Aim of the exercise
Copy out the following lines unchanged, beginning with the line that contains "of the skier" and stopping after the line that contains "106], [154, 113]]]".

[Labeled area outline entries]

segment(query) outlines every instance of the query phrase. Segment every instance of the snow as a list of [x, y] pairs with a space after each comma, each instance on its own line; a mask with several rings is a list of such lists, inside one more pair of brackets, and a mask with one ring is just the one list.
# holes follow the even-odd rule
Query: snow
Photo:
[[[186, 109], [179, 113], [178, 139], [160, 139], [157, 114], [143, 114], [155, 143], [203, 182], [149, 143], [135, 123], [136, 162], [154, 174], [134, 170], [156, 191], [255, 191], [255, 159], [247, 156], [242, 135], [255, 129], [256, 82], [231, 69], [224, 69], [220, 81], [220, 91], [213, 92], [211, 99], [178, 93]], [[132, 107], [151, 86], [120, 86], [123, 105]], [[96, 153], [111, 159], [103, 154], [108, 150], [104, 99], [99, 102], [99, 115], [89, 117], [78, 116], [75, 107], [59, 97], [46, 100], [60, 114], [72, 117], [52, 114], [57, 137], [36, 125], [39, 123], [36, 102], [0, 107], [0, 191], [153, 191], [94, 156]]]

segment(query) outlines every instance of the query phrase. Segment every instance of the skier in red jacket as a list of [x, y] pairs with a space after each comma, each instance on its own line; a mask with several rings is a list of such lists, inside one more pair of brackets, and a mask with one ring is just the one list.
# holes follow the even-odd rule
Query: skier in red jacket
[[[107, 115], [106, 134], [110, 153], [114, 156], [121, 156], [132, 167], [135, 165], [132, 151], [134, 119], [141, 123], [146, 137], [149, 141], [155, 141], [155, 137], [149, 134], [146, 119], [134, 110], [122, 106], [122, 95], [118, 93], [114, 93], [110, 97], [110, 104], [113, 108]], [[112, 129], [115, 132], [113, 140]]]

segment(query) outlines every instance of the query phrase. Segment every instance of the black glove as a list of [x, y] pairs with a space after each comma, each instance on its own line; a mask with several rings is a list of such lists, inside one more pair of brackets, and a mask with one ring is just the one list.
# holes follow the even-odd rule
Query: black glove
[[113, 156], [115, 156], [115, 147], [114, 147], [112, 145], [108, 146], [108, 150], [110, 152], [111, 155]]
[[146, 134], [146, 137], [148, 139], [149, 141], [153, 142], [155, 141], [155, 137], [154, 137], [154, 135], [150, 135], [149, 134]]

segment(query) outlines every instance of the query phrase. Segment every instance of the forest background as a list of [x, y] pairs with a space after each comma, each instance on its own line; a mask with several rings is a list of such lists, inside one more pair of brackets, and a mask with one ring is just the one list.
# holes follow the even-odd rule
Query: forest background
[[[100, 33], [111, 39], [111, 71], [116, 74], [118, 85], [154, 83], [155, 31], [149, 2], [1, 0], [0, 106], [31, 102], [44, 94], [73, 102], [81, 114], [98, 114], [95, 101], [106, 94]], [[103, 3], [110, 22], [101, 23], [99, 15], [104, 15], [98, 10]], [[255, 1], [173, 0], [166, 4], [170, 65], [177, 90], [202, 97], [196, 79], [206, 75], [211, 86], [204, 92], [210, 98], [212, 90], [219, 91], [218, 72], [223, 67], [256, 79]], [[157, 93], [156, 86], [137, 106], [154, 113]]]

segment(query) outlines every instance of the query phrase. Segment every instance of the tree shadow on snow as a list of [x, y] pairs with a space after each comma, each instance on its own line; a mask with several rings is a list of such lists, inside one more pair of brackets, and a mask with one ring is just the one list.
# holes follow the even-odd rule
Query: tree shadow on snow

Exercise output
segment(query) outlines every instance of the query phrase. Segment every instance of the skier in red jacket as a list of [x, y] pairs with a space after each comma, each instance on its own line; a mask with several rings is a list of such lists, inside one more pair of brackets, and a mask with one ring is just the one list.
# holes follow the even-odd rule
Query: skier in red jacket
[[[107, 115], [106, 134], [110, 153], [114, 156], [121, 156], [132, 167], [135, 165], [132, 151], [134, 119], [141, 123], [146, 137], [149, 141], [155, 141], [155, 137], [149, 134], [146, 119], [134, 110], [122, 106], [122, 95], [118, 93], [114, 93], [110, 97], [110, 104], [113, 108]], [[112, 129], [115, 132], [113, 140]]]

segment(query) outlines every instance of the query phrase. Segment every instance of the black glove as a list of [x, y] pairs with a space after each comma, each instance on its own line; a mask with several rings is a list of such lists, inside one more pair of brackets, and a mask with one ring is just the one list.
# holes follow the even-odd rule
Query: black glove
[[113, 156], [115, 156], [115, 147], [114, 147], [112, 145], [108, 146], [108, 150], [110, 152], [111, 155]]
[[146, 134], [146, 137], [148, 139], [149, 141], [153, 142], [155, 141], [155, 137], [154, 137], [154, 135], [150, 135], [149, 134]]

segment(query) outlines every instance of the query phrase. Segment every instance of the forest background as a list of [x, y] pairs with a space after each comma, each instance on its own line; a mask with several rings is a list of such lists, inside one more pair of brackets, and a mask with one ring is just the one list.
# holes follow the even-odd rule
Query: forest background
[[[100, 33], [111, 39], [111, 71], [116, 74], [118, 85], [154, 83], [155, 31], [149, 2], [1, 0], [0, 106], [31, 102], [44, 94], [73, 102], [81, 114], [98, 114], [95, 101], [106, 94]], [[103, 3], [110, 22], [101, 23], [99, 15], [104, 15], [98, 10]], [[255, 1], [173, 0], [166, 4], [170, 65], [177, 90], [202, 97], [196, 79], [206, 75], [211, 86], [204, 92], [210, 98], [212, 90], [219, 91], [218, 72], [223, 67], [256, 79]], [[157, 93], [156, 86], [137, 106], [154, 113]]]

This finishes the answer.